**Written task**:
Your task is to copy every line of this material exactly.

Part of a data file:

=======

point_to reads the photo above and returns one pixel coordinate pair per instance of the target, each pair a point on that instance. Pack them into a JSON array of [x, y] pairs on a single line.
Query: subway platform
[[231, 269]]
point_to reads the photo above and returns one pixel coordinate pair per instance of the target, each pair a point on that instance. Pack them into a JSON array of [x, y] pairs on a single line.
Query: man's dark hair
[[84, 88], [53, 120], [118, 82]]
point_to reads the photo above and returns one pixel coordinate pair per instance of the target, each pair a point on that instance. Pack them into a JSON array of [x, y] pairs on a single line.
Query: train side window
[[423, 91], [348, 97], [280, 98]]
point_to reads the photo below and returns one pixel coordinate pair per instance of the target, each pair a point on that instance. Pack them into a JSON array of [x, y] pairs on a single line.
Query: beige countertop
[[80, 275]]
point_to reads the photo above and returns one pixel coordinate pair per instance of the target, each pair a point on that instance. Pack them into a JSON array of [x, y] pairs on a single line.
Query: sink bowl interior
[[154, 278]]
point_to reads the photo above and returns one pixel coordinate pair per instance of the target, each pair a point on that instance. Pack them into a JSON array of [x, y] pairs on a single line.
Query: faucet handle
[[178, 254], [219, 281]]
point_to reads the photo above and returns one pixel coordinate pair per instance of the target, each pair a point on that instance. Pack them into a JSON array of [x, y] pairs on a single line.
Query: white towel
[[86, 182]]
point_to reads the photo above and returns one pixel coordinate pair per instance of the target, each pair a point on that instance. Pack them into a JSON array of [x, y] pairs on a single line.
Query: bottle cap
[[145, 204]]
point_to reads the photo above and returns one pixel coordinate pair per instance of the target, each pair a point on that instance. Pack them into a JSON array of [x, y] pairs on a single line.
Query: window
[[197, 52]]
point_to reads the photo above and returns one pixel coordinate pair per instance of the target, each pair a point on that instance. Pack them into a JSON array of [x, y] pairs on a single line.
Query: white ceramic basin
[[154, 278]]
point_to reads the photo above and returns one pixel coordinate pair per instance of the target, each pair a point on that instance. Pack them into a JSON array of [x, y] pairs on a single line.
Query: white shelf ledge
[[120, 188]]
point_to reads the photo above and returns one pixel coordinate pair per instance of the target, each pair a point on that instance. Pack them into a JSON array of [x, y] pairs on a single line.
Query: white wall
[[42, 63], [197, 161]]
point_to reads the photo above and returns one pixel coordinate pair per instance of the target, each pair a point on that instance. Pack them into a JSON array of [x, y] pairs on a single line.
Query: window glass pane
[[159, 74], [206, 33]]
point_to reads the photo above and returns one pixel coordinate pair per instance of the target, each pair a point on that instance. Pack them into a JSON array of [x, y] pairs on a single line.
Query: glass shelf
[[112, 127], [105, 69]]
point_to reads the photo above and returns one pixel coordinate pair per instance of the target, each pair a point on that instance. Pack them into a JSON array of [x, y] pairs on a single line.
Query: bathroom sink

=======

**Correct output**:
point_to reads the photo above and returns one pixel coordinate pair per instance of the target, each pair a point on that instance. Pack them into a JSON array of [x, y] pairs on a single line.
Query: subway platform
[[231, 269]]
point_to reads the photo above and returns one pixel coordinate pair per instance of the target, each pair a point on that instance. Pack them into a JSON array of [x, y] pairs on a single line.
Query: man's dark hair
[[84, 88], [53, 120], [118, 82]]
point_to reads the photo above and returns one pixel coordinate pair per instance of the target, each pair a point on that instance. Pack them into a JSON array of [x, y] pairs on a single line.
Query: train side window
[[423, 91], [348, 97], [280, 98]]
point_to reads the photo below and returns one pixel coordinate pair per instance of the target, each pair a point on that instance. Pack them into a JSON array of [x, y] pairs on a single line.
Query: beige countertop
[[80, 275]]
point_to reads the photo above and returns one pixel coordinate pair per instance of the target, each pair a point on that instance. Pack them into a JSON array of [x, y] pairs on a single line.
Query: sink bowl interior
[[154, 278]]
point_to reads the photo above and returns one pixel coordinate pair per instance of the target, each pair a point on that instance. Pack them into a JSON array of [x, y] pairs on a single line.
Query: faucet handle
[[178, 254], [219, 281]]
point_to reads the photo above and returns one pixel coordinate pair per instance of the target, each pair a point on that instance. Pack them into a JSON array of [x, y] pairs on a single line.
Query: white towel
[[86, 182]]
point_to reads the photo above and returns one pixel coordinate pair per instance of the target, each pair a point on that instance. Pack them into a JSON array of [x, y] pairs on a single line.
Query: bottle cap
[[145, 204]]
point_to reads the photo above and returns one pixel coordinate pair per instance of the target, each pair a point on that instance. Pack them into a JSON array of [x, y] pairs on a single line.
Query: window
[[197, 52]]
point_to reads the photo above and returns one pixel coordinate pair per instance of the target, each pair a point on that instance. Pack them into a JSON array of [x, y] pairs on a single line.
Query: white ceramic basin
[[154, 278]]
point_to reads the photo above and returns one pixel coordinate pair per instance of the target, each pair a point on that instance. Pack them into a JSON array of [x, y] pairs on a single line.
Query: white shelf ledge
[[120, 188]]
point_to reads the photo above and returns one pixel coordinate pair per instance of the target, each pair a point on that instance. Pack them into a JSON array of [x, y] pairs on a single line.
Query: white wall
[[42, 63], [197, 161]]
point_to reads the photo above and returns one pixel coordinate pair per instance of the target, each pair a point on that instance. Pack them into a JSON array of [x, y] pairs on a single line.
Query: window glass pane
[[159, 74], [206, 33]]
point_to reads the photo above and returns one pixel coordinate pair per instance of the target, each pair a point on that instance. Pack them into a JSON array of [x, y] pairs on a single line.
Query: glass shelf
[[112, 127], [105, 69]]
point_to reads the photo above and returns one pixel coordinate pair per instance of the target, each pair a point on that instance. Pack them into a JSON array of [x, y] pairs on a single line.
Query: bathroom sink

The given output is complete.